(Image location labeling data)
(begin)

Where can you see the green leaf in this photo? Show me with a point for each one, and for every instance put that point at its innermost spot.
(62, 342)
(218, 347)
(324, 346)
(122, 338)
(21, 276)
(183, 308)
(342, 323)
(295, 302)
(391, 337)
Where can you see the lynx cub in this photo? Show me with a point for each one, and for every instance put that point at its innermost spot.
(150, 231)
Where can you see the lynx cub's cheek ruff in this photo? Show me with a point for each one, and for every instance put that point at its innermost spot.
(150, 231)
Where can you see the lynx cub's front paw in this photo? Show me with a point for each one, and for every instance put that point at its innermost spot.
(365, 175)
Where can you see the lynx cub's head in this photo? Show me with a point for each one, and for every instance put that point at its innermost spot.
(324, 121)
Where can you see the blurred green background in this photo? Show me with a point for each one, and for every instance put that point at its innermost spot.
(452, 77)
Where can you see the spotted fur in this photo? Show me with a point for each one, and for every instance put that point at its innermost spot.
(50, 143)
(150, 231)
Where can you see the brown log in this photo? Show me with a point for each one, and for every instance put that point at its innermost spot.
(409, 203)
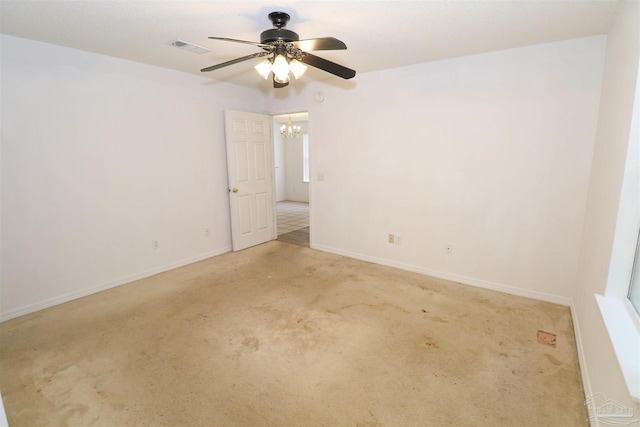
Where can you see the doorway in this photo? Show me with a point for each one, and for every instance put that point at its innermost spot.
(291, 161)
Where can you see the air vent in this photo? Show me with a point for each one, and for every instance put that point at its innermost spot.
(189, 46)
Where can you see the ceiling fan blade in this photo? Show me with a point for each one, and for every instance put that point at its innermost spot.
(322, 43)
(328, 66)
(278, 85)
(262, 45)
(235, 61)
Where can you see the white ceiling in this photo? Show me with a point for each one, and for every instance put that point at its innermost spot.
(379, 34)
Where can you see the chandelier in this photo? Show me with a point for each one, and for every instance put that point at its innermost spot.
(290, 130)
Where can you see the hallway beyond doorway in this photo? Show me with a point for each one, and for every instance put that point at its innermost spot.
(293, 222)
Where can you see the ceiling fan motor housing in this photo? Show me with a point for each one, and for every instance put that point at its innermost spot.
(279, 20)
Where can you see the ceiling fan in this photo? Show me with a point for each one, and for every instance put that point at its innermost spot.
(287, 53)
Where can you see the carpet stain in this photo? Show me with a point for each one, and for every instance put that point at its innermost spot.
(431, 343)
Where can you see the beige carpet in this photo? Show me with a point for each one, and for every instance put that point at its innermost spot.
(282, 335)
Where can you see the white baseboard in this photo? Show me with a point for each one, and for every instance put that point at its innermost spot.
(21, 311)
(556, 299)
(582, 361)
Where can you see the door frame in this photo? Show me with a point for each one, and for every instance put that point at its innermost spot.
(275, 129)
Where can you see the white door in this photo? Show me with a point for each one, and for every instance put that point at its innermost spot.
(250, 170)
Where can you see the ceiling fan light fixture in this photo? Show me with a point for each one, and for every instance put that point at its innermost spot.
(297, 68)
(280, 69)
(264, 68)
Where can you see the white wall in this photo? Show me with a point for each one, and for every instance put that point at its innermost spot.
(296, 189)
(489, 153)
(100, 157)
(599, 364)
(288, 163)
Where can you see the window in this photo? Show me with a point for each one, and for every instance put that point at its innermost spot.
(305, 157)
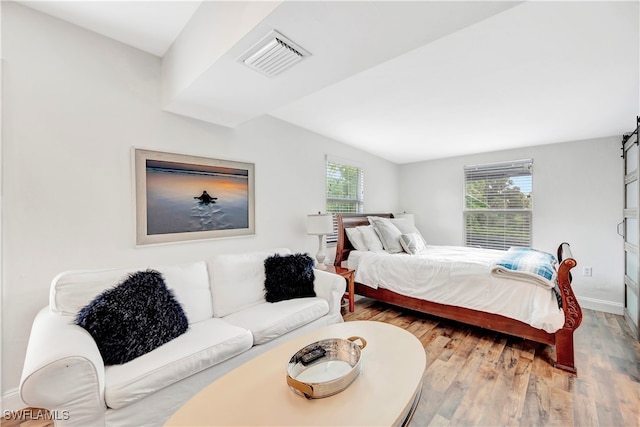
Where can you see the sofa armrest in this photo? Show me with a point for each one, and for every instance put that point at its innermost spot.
(330, 287)
(63, 371)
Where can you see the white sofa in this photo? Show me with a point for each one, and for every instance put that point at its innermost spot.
(229, 323)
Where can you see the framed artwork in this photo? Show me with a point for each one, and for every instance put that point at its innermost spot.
(180, 197)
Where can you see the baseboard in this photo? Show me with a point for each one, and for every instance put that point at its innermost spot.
(11, 401)
(601, 305)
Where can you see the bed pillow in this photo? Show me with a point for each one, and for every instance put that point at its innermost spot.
(288, 277)
(406, 227)
(356, 239)
(133, 318)
(389, 234)
(370, 238)
(412, 243)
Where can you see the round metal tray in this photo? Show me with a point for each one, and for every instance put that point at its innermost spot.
(325, 367)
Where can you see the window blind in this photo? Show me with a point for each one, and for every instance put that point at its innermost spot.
(345, 191)
(498, 204)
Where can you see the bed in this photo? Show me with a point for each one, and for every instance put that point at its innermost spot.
(569, 310)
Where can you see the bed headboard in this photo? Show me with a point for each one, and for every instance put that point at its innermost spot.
(345, 221)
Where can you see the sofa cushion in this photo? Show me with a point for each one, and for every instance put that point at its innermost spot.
(288, 277)
(268, 321)
(72, 290)
(205, 344)
(133, 318)
(237, 280)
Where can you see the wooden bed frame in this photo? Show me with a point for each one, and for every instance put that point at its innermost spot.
(562, 339)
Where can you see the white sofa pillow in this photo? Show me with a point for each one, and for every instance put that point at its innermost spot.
(389, 234)
(237, 280)
(370, 237)
(356, 239)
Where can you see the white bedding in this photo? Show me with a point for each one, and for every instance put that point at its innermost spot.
(459, 276)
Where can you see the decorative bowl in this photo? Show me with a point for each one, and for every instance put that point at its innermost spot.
(325, 367)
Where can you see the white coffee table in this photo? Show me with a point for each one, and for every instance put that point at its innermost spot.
(386, 392)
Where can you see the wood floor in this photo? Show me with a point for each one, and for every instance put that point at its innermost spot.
(476, 377)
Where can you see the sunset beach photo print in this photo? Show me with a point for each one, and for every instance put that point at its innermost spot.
(185, 197)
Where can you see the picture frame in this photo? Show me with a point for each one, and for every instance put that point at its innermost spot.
(183, 198)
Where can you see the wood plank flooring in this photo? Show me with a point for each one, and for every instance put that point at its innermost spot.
(476, 377)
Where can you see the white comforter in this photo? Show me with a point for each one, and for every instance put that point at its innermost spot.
(459, 276)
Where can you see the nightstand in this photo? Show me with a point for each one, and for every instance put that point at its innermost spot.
(350, 276)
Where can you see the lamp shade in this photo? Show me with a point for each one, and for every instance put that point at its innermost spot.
(320, 224)
(408, 217)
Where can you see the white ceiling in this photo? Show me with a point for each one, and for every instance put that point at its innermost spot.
(407, 81)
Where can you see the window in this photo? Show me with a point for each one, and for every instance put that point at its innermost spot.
(498, 204)
(345, 192)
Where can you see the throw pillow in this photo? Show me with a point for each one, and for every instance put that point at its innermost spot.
(133, 318)
(288, 277)
(370, 237)
(356, 239)
(407, 227)
(412, 243)
(389, 234)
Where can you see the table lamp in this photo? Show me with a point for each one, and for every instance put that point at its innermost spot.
(321, 225)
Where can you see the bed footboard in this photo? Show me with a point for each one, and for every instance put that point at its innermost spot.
(572, 311)
(562, 339)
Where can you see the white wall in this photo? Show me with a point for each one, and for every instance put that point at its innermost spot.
(577, 198)
(74, 103)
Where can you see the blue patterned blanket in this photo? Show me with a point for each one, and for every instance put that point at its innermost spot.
(529, 265)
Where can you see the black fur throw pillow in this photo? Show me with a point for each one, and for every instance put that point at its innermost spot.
(133, 318)
(288, 277)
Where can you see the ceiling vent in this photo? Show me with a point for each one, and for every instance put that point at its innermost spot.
(273, 54)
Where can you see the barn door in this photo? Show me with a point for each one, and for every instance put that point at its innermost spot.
(631, 232)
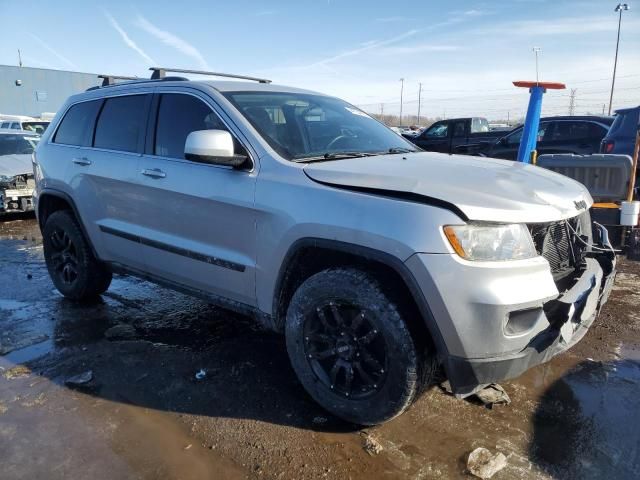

(end)

Written problem> Return every line of the data above that contains the string "pillow", matching case exactly.

The solution>
Where can you see the bed pillow in this photo? Show me with a point for each one, and for every instance put that point at its innermost spot.
Where can you see the white sofa pillow in this photo? Show me with a point for each one, and for every instance put that point at its innermost spot.
Where can you see the throw pillow in this photo? Show me with a point for each one, and for every instance put that point at its innermost spot.
Where can you see the black fur throw pillow in this photo? Show me with a point for each one, and for every instance put that point at its innermost spot.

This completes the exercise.